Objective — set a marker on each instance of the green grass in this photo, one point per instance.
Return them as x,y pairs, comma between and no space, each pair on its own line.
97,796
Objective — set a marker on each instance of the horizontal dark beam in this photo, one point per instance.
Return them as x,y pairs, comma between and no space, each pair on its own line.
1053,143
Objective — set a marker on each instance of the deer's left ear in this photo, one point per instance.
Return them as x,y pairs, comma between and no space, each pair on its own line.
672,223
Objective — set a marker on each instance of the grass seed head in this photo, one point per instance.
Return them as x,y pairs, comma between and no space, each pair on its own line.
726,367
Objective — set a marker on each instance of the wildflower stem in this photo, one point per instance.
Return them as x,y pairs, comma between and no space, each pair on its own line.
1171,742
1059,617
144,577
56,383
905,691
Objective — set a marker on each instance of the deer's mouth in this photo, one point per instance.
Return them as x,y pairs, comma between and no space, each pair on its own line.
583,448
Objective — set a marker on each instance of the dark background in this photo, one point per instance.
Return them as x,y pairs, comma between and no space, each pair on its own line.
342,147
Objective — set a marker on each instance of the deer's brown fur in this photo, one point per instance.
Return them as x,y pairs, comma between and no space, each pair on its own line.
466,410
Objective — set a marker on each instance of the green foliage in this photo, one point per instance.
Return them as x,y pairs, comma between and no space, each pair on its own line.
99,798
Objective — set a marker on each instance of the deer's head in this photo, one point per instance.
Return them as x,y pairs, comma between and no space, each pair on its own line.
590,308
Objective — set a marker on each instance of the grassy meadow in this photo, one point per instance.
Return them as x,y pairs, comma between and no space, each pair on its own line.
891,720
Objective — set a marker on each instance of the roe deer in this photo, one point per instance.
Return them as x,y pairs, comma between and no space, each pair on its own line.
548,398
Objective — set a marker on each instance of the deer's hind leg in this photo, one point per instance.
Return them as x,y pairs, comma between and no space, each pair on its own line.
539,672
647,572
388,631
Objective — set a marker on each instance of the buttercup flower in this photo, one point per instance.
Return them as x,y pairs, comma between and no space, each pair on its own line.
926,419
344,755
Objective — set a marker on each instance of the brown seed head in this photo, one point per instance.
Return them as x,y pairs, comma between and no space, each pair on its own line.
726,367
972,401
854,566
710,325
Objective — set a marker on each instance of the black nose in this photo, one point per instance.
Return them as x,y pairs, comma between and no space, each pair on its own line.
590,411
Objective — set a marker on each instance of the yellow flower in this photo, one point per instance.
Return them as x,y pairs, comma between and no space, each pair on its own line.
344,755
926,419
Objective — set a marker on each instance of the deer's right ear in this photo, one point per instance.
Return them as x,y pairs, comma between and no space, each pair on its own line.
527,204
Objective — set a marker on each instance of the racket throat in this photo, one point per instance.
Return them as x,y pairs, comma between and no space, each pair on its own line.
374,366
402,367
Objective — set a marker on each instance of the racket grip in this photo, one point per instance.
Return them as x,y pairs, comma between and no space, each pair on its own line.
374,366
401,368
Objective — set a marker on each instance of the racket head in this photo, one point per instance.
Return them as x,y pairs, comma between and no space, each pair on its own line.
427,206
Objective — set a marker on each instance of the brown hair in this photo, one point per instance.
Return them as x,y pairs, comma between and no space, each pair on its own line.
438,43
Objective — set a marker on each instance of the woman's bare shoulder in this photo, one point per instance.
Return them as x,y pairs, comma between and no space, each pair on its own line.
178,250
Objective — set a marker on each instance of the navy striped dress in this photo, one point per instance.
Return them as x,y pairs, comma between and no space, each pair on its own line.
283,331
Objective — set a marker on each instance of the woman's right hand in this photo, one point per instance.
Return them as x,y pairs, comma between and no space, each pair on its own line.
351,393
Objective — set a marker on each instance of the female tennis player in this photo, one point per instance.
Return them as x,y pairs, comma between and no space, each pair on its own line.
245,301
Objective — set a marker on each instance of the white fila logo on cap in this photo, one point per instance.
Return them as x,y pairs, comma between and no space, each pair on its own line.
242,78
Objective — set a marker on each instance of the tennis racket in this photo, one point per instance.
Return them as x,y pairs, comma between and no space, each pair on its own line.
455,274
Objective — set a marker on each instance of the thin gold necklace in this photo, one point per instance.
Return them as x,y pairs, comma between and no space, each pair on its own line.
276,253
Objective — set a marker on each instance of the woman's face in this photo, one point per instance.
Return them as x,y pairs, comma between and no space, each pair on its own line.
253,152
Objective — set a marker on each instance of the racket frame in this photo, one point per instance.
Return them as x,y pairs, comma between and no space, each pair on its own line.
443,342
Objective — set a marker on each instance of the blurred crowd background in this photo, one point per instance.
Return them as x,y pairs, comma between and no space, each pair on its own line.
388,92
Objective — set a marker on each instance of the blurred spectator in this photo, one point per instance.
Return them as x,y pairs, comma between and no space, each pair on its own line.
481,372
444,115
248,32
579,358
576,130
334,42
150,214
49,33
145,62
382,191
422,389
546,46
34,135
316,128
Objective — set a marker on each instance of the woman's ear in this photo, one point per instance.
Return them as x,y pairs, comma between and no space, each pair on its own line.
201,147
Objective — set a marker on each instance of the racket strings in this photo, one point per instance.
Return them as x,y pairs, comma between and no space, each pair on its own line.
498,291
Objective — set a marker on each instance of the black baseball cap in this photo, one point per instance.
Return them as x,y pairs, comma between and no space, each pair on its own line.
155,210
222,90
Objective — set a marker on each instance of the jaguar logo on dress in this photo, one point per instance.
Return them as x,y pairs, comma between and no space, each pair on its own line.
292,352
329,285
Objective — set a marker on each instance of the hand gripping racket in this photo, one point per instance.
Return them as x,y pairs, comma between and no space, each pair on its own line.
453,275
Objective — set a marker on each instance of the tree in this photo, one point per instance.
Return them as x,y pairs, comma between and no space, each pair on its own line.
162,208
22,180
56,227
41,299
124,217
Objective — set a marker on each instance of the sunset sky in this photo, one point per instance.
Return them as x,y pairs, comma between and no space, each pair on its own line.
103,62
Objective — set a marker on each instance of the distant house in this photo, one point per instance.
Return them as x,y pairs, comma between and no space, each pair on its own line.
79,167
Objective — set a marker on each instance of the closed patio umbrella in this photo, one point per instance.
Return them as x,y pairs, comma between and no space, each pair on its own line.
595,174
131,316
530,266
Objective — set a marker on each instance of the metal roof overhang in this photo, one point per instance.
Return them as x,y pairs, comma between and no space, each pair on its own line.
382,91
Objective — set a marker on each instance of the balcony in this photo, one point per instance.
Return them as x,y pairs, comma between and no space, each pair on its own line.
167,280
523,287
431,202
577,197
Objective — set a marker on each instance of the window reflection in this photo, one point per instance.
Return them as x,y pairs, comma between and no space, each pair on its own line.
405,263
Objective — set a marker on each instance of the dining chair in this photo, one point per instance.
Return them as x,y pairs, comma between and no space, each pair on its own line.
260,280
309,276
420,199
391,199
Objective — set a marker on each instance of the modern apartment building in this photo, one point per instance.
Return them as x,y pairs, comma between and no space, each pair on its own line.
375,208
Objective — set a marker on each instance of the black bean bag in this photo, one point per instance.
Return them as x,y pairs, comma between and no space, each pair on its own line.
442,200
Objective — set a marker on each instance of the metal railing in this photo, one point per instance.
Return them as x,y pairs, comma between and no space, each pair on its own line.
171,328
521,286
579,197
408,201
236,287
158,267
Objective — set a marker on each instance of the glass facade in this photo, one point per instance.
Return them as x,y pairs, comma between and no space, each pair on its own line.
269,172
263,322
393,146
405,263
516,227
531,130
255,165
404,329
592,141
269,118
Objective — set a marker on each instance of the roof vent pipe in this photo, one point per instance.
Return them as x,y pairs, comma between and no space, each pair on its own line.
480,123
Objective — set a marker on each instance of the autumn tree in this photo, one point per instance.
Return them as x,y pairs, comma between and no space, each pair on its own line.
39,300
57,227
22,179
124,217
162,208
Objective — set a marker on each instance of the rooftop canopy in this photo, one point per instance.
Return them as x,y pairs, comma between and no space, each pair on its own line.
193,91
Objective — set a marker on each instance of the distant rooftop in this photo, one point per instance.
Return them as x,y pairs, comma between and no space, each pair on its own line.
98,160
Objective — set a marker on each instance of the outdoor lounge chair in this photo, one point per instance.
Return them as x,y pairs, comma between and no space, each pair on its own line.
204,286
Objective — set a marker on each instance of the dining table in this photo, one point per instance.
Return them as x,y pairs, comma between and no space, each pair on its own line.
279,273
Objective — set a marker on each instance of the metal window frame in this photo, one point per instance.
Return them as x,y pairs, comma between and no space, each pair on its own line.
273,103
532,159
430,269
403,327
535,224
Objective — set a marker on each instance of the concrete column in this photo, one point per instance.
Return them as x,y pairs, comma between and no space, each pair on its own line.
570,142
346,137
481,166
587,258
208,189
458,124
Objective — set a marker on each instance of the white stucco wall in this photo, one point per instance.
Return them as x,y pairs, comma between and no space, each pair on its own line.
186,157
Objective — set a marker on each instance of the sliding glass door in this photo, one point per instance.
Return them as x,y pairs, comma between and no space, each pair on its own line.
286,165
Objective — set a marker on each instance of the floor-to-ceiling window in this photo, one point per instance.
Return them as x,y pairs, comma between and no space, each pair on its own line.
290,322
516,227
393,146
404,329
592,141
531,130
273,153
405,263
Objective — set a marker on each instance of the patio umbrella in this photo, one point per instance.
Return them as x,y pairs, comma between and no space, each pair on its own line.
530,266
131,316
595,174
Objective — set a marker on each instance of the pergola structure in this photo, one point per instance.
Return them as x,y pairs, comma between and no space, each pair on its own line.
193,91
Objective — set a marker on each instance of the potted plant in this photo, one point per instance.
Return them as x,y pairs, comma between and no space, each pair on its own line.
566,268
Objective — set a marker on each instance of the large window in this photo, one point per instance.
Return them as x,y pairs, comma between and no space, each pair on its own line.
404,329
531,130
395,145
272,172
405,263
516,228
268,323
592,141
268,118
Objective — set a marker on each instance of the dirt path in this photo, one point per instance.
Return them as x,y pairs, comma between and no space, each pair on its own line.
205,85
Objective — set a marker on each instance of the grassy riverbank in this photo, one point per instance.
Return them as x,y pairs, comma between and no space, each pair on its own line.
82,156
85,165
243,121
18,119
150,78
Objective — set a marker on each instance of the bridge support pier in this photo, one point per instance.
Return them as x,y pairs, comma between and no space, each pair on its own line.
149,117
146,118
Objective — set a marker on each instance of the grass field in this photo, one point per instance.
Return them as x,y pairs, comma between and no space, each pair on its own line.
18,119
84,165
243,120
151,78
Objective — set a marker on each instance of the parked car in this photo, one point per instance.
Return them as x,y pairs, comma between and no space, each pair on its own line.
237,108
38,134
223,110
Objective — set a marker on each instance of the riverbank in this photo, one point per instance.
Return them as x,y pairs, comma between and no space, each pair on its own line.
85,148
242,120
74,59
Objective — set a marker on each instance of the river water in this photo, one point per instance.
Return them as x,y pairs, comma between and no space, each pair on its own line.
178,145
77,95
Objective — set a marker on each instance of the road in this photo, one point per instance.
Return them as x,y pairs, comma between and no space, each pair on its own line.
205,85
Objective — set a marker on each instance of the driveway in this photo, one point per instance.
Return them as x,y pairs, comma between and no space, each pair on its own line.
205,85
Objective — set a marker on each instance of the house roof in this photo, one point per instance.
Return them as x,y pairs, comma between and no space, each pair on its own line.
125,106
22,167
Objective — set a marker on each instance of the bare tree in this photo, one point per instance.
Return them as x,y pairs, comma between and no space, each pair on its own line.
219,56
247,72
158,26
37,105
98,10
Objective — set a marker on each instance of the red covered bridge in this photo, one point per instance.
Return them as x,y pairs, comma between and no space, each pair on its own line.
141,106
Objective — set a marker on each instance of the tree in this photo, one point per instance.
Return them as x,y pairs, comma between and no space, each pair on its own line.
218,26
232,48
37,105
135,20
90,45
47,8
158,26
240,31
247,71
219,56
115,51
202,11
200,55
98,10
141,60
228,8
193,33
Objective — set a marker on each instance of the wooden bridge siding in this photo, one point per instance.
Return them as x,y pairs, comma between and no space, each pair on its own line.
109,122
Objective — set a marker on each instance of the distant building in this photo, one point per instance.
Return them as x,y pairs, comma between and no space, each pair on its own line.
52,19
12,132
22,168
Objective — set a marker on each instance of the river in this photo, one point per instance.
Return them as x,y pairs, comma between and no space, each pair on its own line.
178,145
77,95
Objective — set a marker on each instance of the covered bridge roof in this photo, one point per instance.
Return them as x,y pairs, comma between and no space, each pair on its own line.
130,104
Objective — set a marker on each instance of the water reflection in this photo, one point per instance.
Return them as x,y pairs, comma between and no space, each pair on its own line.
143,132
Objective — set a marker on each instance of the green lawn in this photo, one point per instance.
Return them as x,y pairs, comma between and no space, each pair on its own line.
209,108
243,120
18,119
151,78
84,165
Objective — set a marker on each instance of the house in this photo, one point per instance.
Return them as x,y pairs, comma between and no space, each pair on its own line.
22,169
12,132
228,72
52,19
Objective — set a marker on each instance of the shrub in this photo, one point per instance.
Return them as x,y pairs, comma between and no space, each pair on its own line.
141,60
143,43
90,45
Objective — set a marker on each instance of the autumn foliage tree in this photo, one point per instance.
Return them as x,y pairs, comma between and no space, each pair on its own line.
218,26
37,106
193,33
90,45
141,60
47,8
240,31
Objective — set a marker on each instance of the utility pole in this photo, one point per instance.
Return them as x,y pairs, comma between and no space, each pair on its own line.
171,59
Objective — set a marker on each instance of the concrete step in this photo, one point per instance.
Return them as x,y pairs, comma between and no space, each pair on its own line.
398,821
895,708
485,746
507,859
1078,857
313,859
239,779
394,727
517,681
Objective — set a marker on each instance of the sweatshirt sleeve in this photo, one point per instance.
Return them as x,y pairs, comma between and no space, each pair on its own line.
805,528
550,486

--*--

### WHAT IS REQUIRED
Determine how many lines above contain "patio" as a word or string. Give the number alone.

### ANSWER BOX
2